EXERCISE TASK 1:
Based on the comments on Friedman and Underwood, decide whether each statement matches the text. Answer yes or no for each one and quote the words that settle it.
(a) The Underwood tariff of 1913 lowered the high Morrill rates.
(b) Beard based his view on New York and Boston.
(c) New York and Boston business supported the high tariff.

· · ·

Friedman and Underwood

The high Morrill rates stayed in effect to 1913 (with a brief interlude 1894-97), and were lowered seriously by the Underwood 1913 tariff. In a history article it's essential to say how the thing ended. As for Milton Friedman, he and Schwartz wrote one of the most influential economic histories, and he dealt in depth with finance of the 1860s, which is what this all about. Users need to know what he said. Likewise it's important to explain why historians reject Beard--it's because Beard used one state (Pennsylvania) and wrongly assumed the rest of the northeast was similar. He picked Pennsy because it churned out lots of tariff pamphlets (that man Carey's friends) and Boston and New York did not. so Beard missed the 3/4 of the picture, which Hofstadter fills in. New York and Boston business opposed the high tariff, so BEard's model of Northeast versus South is not true. . Rjensen 08:31, 15 February 2006 (UTC)

When you have two of the foremost historians (Hofstadter and Friedman) weighing in with a position that most historians agree with, they have to be heard. If someone want to add other historians, why go right ahead. But don't hide information. The topic, please remember, is Civil War finance. Rjensen 08:43, 15 February 2006 (UTC)

· · ·

EXERCISE TASK 2: Pick out every line in the records that contains the string "blue". Upper and lower case count as different.

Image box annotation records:
· · ·

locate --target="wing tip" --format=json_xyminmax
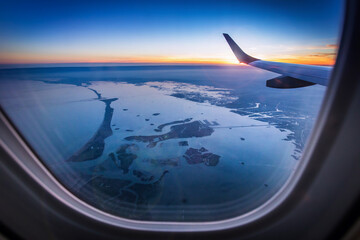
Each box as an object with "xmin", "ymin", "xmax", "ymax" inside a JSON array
[{"xmin": 223, "ymin": 33, "xmax": 259, "ymax": 64}]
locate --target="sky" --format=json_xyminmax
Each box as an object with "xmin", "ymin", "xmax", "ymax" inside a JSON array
[{"xmin": 0, "ymin": 0, "xmax": 343, "ymax": 65}]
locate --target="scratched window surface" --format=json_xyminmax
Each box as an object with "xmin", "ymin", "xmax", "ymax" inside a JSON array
[{"xmin": 0, "ymin": 1, "xmax": 342, "ymax": 222}]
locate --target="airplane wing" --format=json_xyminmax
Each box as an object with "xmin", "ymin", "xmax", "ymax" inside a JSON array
[{"xmin": 224, "ymin": 33, "xmax": 332, "ymax": 88}]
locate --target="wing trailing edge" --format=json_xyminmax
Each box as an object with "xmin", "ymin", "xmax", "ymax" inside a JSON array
[{"xmin": 223, "ymin": 33, "xmax": 332, "ymax": 88}]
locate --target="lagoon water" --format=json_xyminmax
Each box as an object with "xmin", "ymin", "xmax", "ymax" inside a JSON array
[{"xmin": 0, "ymin": 65, "xmax": 325, "ymax": 221}]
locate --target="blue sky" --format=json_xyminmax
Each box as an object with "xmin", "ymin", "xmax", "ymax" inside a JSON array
[{"xmin": 0, "ymin": 0, "xmax": 342, "ymax": 63}]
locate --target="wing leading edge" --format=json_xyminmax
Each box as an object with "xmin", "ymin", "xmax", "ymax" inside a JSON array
[{"xmin": 224, "ymin": 33, "xmax": 332, "ymax": 88}]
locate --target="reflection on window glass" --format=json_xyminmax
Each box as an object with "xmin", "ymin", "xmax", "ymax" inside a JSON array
[{"xmin": 0, "ymin": 0, "xmax": 342, "ymax": 222}]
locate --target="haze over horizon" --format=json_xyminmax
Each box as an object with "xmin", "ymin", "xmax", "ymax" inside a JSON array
[{"xmin": 0, "ymin": 0, "xmax": 342, "ymax": 65}]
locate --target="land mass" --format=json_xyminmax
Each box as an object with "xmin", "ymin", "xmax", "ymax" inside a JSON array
[
  {"xmin": 125, "ymin": 121, "xmax": 214, "ymax": 147},
  {"xmin": 67, "ymin": 98, "xmax": 118, "ymax": 162}
]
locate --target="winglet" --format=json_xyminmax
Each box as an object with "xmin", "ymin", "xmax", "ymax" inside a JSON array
[{"xmin": 223, "ymin": 33, "xmax": 259, "ymax": 63}]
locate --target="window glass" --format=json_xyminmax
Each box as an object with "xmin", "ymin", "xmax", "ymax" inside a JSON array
[{"xmin": 0, "ymin": 0, "xmax": 342, "ymax": 222}]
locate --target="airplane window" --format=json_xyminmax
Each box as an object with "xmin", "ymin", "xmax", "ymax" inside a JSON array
[{"xmin": 0, "ymin": 0, "xmax": 342, "ymax": 222}]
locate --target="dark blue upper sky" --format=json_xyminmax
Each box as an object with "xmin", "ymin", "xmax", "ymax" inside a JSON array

· · ·

WRITTEN REPLY 1:
(a) Yes: "were lowered seriously by the Underwood 1913 tariff"
(b) No: "Beard used one state (Pennsylvania)"
(c) No: "New York and Boston business opposed the high tariff"

WRITTEN REPLY 2:
locate --target="blue sky" --format=json_xyminmax
locate --target="dark blue upper sky" --format=json_xyminmax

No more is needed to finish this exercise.